- Records supplied:

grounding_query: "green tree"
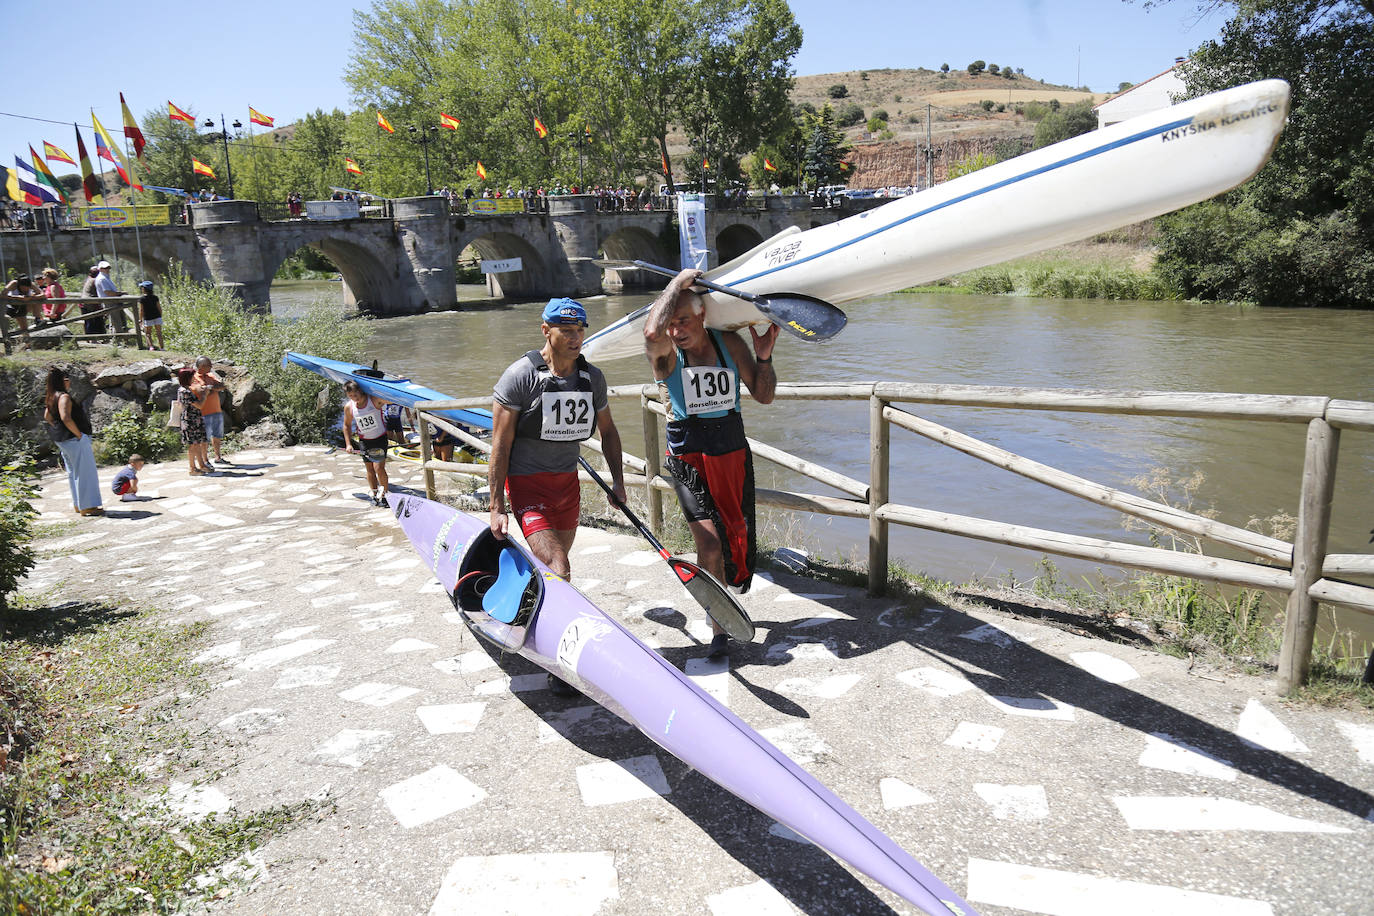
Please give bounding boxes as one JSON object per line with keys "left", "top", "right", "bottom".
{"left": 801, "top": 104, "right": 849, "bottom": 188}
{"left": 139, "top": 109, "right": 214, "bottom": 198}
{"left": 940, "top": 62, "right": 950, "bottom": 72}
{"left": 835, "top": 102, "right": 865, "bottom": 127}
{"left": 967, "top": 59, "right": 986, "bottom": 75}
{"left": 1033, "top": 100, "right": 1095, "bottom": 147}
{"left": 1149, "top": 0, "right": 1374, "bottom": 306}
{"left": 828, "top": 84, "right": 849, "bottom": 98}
--
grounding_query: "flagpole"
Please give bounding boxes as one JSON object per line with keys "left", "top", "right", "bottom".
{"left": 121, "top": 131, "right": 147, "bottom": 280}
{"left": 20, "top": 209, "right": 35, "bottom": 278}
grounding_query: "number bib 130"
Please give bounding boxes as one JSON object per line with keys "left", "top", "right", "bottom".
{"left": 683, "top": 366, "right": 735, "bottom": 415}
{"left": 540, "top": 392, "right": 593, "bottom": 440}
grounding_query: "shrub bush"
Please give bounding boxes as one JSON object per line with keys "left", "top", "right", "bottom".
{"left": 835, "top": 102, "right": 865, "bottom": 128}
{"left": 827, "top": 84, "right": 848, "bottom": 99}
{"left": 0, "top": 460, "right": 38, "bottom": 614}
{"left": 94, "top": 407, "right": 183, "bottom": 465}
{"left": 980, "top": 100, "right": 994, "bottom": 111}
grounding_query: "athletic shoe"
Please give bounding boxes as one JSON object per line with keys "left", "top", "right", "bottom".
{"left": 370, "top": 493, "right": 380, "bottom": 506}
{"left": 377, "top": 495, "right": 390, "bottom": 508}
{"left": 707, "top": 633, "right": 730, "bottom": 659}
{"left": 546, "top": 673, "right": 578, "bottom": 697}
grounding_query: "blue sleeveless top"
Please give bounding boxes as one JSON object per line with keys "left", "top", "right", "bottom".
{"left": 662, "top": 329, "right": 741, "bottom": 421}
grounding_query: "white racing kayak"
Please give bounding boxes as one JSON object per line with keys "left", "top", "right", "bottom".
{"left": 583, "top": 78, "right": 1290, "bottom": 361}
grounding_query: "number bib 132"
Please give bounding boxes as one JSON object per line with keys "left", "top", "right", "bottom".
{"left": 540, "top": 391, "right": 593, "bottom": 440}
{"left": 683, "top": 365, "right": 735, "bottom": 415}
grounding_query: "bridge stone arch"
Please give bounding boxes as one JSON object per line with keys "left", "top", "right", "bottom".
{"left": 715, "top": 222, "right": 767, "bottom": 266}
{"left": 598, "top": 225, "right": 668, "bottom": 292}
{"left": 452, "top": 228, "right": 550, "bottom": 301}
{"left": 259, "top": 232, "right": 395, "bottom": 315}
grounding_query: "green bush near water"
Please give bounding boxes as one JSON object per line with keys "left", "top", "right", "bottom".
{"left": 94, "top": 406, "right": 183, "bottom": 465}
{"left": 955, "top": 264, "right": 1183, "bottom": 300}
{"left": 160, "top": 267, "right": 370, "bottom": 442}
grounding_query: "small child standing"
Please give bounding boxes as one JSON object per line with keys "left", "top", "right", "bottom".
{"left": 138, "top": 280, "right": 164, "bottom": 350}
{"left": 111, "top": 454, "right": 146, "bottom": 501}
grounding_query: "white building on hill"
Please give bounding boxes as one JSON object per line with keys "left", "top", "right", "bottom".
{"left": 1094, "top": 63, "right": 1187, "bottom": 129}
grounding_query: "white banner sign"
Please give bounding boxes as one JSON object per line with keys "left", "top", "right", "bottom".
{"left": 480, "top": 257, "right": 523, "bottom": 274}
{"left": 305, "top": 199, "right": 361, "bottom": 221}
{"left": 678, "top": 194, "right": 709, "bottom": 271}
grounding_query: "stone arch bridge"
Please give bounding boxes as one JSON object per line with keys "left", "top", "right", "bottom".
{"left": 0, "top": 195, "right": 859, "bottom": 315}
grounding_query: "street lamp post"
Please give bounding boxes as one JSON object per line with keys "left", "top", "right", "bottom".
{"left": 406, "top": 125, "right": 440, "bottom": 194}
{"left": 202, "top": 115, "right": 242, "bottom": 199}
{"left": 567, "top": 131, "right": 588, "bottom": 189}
---
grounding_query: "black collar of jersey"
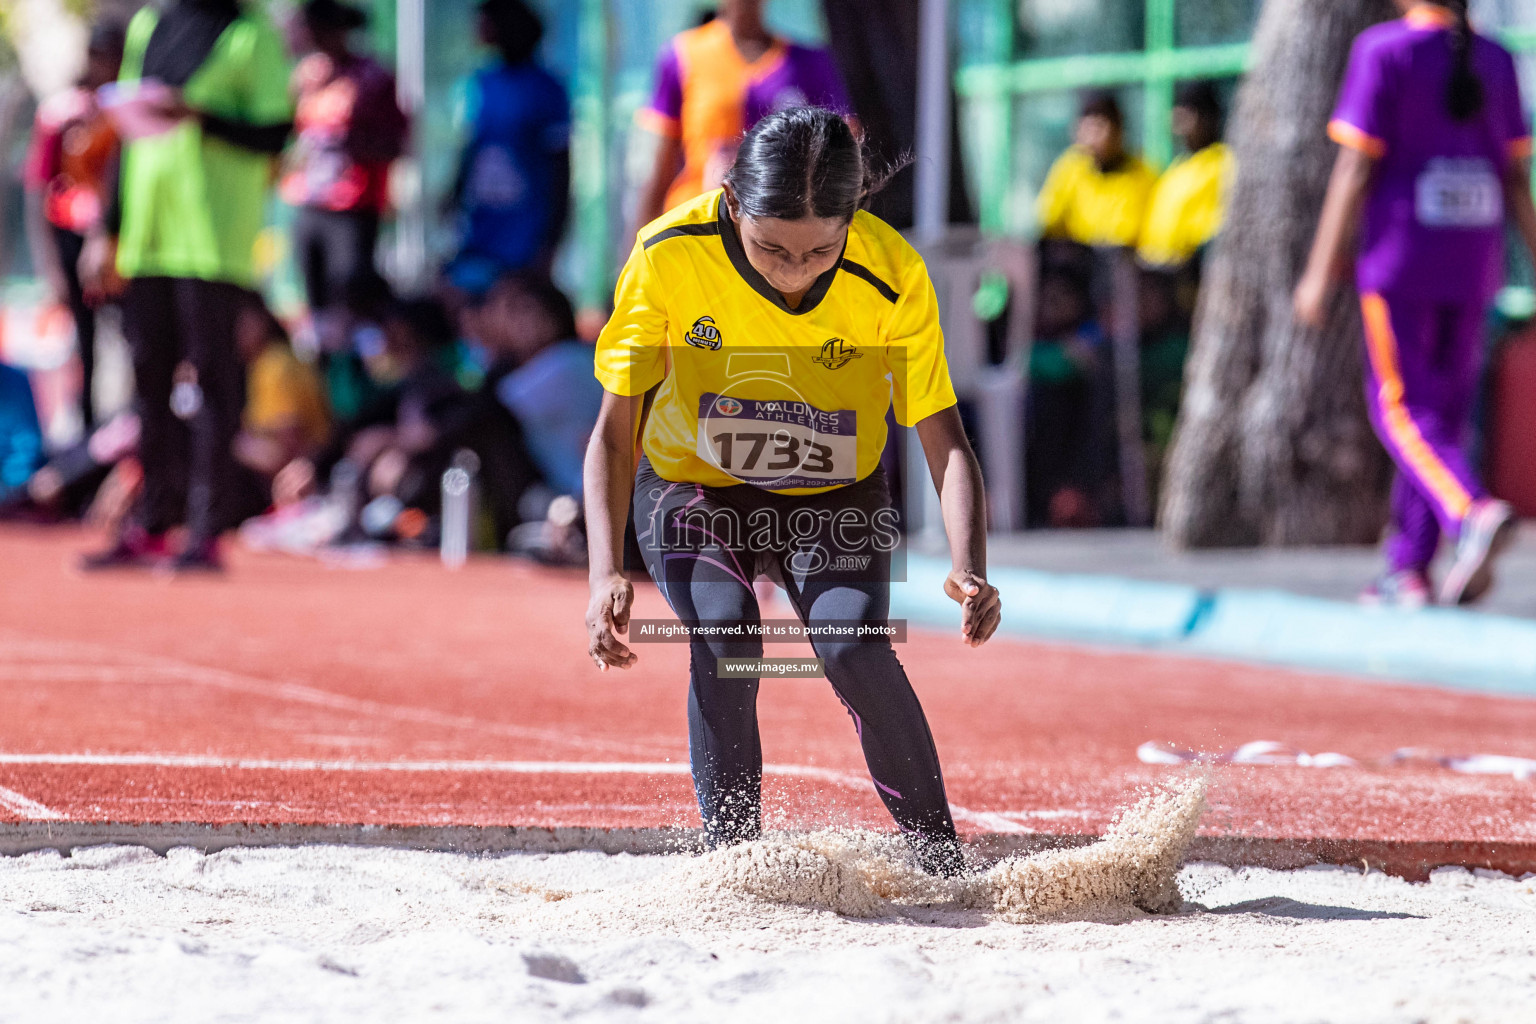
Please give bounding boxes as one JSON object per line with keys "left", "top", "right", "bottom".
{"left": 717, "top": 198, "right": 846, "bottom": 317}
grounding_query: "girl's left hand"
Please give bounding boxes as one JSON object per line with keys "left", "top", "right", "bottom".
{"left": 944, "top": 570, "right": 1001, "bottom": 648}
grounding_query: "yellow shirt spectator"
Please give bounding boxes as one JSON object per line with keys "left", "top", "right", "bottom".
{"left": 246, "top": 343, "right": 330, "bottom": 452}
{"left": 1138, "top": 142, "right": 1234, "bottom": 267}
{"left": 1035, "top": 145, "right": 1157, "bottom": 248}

- Goal of the exercise: Copy out every line of the data in which the word "arch" is found.

- Exercise result:
grounding_query: "bridge stone arch"
grounding_query: "stone arch bridge"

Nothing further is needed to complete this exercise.